Data for the task =
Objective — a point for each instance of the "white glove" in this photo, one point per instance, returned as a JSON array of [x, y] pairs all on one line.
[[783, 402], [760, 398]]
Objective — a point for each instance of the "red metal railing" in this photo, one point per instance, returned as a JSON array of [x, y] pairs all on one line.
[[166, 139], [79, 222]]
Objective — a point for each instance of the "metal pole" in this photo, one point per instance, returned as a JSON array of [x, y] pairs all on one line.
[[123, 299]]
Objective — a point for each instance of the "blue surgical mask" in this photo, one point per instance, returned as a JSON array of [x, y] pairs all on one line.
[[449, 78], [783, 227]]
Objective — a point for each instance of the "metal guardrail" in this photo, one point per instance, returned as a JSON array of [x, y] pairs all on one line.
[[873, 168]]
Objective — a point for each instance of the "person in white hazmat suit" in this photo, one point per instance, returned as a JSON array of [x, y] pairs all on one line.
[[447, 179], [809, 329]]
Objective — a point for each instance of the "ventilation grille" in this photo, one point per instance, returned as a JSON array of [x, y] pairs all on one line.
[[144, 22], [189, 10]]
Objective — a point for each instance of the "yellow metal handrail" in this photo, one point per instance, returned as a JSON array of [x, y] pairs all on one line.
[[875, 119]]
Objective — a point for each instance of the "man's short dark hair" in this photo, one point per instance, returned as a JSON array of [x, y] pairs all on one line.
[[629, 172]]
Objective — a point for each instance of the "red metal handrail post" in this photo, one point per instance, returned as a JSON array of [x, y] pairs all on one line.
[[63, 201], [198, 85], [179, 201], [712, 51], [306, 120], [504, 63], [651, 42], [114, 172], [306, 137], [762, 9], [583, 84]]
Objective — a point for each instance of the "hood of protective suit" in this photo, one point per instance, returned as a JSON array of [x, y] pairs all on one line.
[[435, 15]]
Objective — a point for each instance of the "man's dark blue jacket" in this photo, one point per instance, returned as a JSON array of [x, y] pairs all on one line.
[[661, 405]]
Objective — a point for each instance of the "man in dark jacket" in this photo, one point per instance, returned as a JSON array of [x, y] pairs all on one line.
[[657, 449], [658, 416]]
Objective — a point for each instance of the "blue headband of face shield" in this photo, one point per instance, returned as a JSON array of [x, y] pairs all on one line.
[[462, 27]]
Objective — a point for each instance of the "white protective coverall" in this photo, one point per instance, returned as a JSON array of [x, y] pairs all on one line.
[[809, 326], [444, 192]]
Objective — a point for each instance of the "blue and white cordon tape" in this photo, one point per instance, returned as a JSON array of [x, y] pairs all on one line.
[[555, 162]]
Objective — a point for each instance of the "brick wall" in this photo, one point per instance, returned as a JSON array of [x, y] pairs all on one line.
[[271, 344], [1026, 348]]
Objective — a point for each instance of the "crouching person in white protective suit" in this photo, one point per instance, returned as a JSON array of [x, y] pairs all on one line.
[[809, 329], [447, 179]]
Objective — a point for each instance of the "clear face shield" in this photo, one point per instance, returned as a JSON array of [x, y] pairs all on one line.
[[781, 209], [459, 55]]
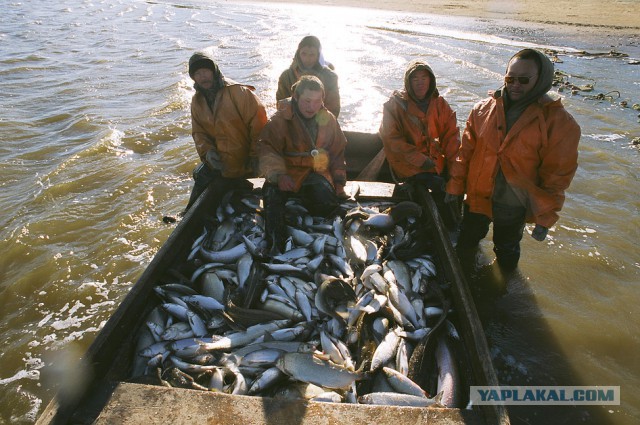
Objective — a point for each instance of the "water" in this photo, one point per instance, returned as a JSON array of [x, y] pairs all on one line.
[[96, 148]]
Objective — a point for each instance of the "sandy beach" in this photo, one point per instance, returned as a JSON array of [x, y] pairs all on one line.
[[620, 16]]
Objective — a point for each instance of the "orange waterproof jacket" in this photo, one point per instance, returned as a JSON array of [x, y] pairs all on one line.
[[285, 147], [231, 128], [538, 155], [410, 136]]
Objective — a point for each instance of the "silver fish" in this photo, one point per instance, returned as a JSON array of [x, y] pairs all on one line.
[[395, 399], [307, 368], [227, 256], [241, 338], [386, 350], [266, 380], [402, 384]]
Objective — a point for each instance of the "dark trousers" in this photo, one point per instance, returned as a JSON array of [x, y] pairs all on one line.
[[508, 227], [436, 184], [316, 194], [203, 176]]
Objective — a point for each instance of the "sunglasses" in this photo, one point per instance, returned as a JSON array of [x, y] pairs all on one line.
[[521, 80]]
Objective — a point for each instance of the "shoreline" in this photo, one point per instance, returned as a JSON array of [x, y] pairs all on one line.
[[618, 17]]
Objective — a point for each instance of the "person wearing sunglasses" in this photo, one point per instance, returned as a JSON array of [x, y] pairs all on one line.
[[518, 155]]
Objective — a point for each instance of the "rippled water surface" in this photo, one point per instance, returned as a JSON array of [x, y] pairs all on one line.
[[96, 148]]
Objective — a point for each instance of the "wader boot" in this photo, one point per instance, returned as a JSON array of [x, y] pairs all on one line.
[[318, 196], [274, 217], [203, 176]]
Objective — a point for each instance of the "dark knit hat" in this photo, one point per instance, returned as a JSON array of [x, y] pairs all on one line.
[[310, 41], [201, 60]]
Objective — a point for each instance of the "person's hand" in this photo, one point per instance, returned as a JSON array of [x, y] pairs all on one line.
[[286, 183], [428, 164], [449, 198], [539, 233], [213, 160], [340, 192]]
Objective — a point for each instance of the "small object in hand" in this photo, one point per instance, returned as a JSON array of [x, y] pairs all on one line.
[[169, 219], [539, 233]]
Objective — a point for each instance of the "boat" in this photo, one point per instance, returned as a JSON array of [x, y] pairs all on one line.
[[108, 396]]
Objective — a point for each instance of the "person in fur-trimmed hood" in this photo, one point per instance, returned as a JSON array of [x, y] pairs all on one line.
[[309, 60], [226, 119], [420, 134], [519, 154]]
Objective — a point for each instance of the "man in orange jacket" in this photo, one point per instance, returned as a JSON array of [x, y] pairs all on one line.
[[226, 119], [519, 154], [301, 152], [420, 134], [308, 60]]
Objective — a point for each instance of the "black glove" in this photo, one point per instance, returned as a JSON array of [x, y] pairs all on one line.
[[539, 233], [428, 164], [449, 198], [213, 160]]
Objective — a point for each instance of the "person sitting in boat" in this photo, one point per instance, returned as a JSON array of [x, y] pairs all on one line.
[[420, 134], [309, 60], [226, 120], [301, 152], [519, 154]]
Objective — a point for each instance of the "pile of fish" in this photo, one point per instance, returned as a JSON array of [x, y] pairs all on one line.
[[352, 311]]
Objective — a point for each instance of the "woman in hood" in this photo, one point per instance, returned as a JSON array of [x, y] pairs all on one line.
[[519, 154], [308, 60], [226, 119], [420, 134]]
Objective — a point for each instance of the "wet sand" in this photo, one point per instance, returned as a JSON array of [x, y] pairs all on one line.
[[620, 16]]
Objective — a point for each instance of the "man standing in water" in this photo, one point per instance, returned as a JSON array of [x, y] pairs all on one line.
[[301, 152], [308, 60], [420, 134], [226, 119], [519, 154]]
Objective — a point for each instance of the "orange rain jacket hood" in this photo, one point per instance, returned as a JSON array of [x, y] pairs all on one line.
[[411, 136], [538, 155], [328, 77], [285, 147], [231, 127]]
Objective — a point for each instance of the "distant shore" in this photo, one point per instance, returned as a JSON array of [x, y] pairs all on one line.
[[620, 16]]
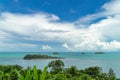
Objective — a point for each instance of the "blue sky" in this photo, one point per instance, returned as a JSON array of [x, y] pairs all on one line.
[[59, 25], [67, 10]]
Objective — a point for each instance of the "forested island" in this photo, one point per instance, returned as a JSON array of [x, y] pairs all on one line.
[[99, 53], [56, 71], [39, 56]]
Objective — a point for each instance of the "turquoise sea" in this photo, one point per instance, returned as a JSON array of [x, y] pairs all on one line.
[[82, 61]]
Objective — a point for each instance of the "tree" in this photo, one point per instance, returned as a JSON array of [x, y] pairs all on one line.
[[111, 74], [56, 66]]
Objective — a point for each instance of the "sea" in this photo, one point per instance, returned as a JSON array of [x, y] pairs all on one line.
[[81, 61]]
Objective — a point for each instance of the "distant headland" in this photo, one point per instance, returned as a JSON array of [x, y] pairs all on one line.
[[39, 56]]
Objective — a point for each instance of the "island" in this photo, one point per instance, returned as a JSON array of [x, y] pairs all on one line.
[[99, 53], [39, 56], [55, 53]]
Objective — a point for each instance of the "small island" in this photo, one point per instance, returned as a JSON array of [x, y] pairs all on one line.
[[39, 56], [99, 53], [55, 53]]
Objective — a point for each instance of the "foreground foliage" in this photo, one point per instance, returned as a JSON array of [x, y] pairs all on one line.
[[54, 71]]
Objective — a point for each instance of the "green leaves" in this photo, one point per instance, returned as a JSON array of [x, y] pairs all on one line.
[[35, 73], [43, 75]]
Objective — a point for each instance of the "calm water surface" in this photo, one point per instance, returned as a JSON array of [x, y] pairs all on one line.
[[105, 61]]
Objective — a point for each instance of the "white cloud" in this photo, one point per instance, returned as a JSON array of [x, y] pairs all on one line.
[[103, 35], [65, 45]]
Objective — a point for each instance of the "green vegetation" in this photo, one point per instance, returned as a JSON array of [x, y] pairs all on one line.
[[99, 53], [39, 56], [56, 72], [55, 53]]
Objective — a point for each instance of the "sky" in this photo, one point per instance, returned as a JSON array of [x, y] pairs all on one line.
[[59, 25]]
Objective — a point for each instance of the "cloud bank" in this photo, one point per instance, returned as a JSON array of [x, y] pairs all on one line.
[[43, 31]]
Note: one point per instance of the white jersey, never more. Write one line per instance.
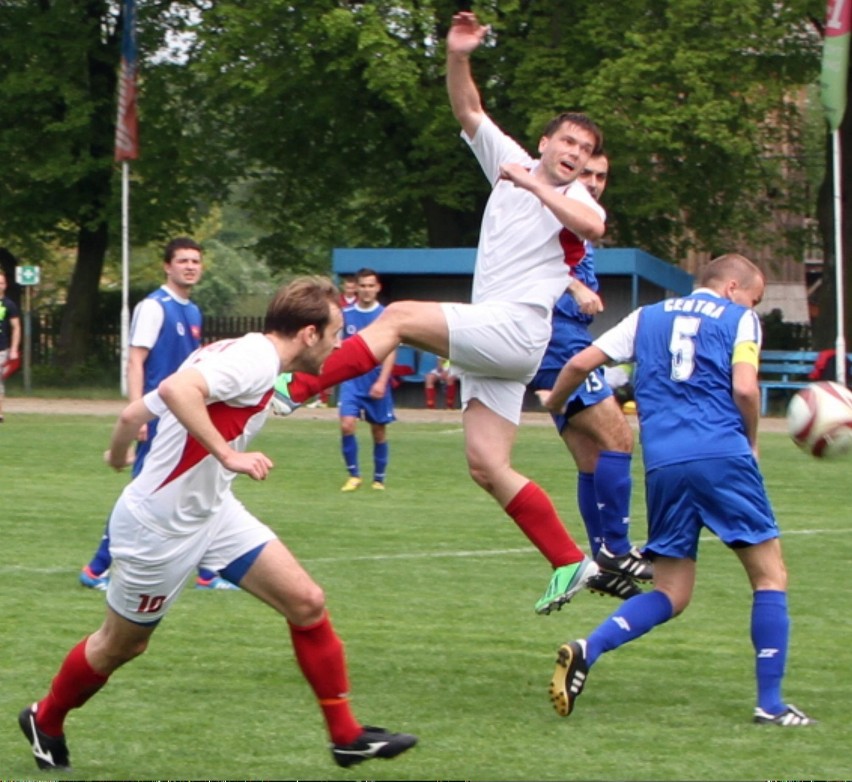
(524, 251)
(181, 485)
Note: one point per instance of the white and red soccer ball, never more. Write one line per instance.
(819, 419)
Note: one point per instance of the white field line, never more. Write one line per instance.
(482, 553)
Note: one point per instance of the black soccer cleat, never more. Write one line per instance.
(632, 564)
(791, 717)
(372, 743)
(50, 753)
(569, 678)
(614, 585)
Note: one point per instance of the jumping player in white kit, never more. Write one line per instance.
(534, 225)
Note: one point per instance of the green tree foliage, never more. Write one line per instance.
(339, 112)
(335, 115)
(58, 183)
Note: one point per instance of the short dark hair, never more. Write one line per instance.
(730, 266)
(365, 272)
(581, 120)
(306, 301)
(179, 243)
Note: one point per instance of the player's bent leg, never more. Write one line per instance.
(278, 579)
(116, 642)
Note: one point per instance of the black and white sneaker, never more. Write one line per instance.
(49, 752)
(791, 717)
(372, 743)
(613, 584)
(569, 678)
(632, 564)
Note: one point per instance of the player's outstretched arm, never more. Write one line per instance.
(466, 34)
(746, 392)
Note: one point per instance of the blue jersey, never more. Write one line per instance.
(569, 326)
(355, 320)
(683, 378)
(179, 336)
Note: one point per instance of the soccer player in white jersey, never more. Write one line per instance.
(180, 512)
(698, 401)
(535, 223)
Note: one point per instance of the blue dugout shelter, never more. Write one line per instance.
(628, 277)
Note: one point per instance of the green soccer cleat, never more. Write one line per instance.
(281, 404)
(565, 583)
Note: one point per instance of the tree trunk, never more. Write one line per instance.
(825, 323)
(75, 335)
(93, 194)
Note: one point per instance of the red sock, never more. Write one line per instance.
(534, 513)
(319, 652)
(450, 395)
(352, 359)
(75, 683)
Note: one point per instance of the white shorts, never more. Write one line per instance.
(150, 568)
(498, 347)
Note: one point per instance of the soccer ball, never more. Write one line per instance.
(819, 419)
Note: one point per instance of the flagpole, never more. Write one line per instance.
(125, 273)
(833, 79)
(840, 343)
(126, 149)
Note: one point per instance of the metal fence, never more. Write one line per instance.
(106, 341)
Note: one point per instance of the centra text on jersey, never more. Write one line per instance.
(711, 309)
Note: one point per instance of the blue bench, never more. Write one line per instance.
(421, 361)
(784, 370)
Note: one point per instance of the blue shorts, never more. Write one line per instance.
(725, 495)
(373, 411)
(593, 391)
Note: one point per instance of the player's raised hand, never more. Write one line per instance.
(253, 463)
(466, 33)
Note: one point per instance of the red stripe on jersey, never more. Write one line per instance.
(573, 247)
(229, 421)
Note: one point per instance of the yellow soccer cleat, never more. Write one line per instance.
(352, 484)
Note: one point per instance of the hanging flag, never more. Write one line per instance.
(127, 126)
(835, 60)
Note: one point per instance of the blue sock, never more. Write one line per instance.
(381, 454)
(101, 561)
(634, 618)
(349, 446)
(612, 487)
(770, 633)
(587, 501)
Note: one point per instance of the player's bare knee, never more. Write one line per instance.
(481, 477)
(308, 607)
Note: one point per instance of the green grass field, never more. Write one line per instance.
(431, 588)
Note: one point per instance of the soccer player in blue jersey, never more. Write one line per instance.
(593, 427)
(368, 395)
(165, 329)
(698, 401)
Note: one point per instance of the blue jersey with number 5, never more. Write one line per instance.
(684, 374)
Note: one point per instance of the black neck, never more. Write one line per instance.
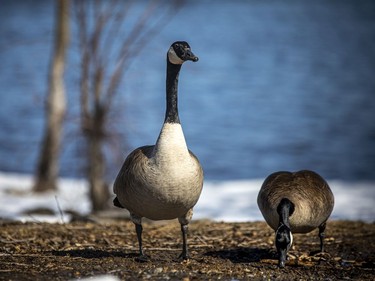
(285, 209)
(171, 114)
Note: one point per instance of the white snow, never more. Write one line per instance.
(220, 200)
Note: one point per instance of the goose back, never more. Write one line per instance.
(309, 192)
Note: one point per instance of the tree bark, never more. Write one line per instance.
(48, 165)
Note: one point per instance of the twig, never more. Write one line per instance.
(16, 240)
(60, 211)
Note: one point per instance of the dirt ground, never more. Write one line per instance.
(227, 251)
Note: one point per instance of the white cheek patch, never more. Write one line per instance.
(173, 58)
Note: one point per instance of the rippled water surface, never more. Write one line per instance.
(280, 85)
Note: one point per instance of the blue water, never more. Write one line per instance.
(280, 85)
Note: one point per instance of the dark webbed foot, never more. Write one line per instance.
(142, 258)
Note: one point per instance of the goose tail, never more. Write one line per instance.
(117, 203)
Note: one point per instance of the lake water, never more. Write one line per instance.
(280, 85)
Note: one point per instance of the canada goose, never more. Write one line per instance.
(163, 181)
(295, 202)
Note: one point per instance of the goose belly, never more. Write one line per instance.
(163, 195)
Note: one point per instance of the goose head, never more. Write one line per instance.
(283, 242)
(179, 52)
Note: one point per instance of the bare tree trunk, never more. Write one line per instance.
(95, 136)
(99, 24)
(48, 166)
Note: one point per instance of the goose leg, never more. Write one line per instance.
(184, 221)
(185, 253)
(322, 228)
(138, 229)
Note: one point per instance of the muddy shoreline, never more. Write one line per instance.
(218, 250)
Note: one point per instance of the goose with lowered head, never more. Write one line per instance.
(295, 203)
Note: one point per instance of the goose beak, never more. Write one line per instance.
(190, 56)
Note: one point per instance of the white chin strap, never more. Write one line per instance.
(173, 58)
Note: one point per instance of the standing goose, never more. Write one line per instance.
(295, 202)
(163, 181)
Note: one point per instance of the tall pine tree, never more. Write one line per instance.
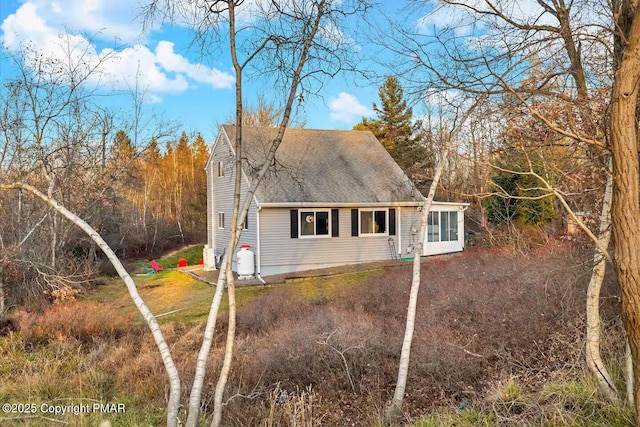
(400, 134)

Your goal = Write the lines from the one containing "Note: one point per instance of the goose with" through the end of the data above exactly as they appear, and do not carry over any picture.

Exercise result =
Note: one point per instance of the goose with lowered head, never more. Write one line per instance.
(295, 203)
Note: one point per instance of the goose beak, never more. Write one line per instance.
(190, 56)
Note: one point per instance of the white chin strap, never more. Write one line per instance.
(173, 58)
Note: one point per instance of the standing goose, never more. Write one line per instance.
(295, 202)
(163, 181)
Note: one point per instance of the tall pine tree, never more. Write one line per instance.
(400, 134)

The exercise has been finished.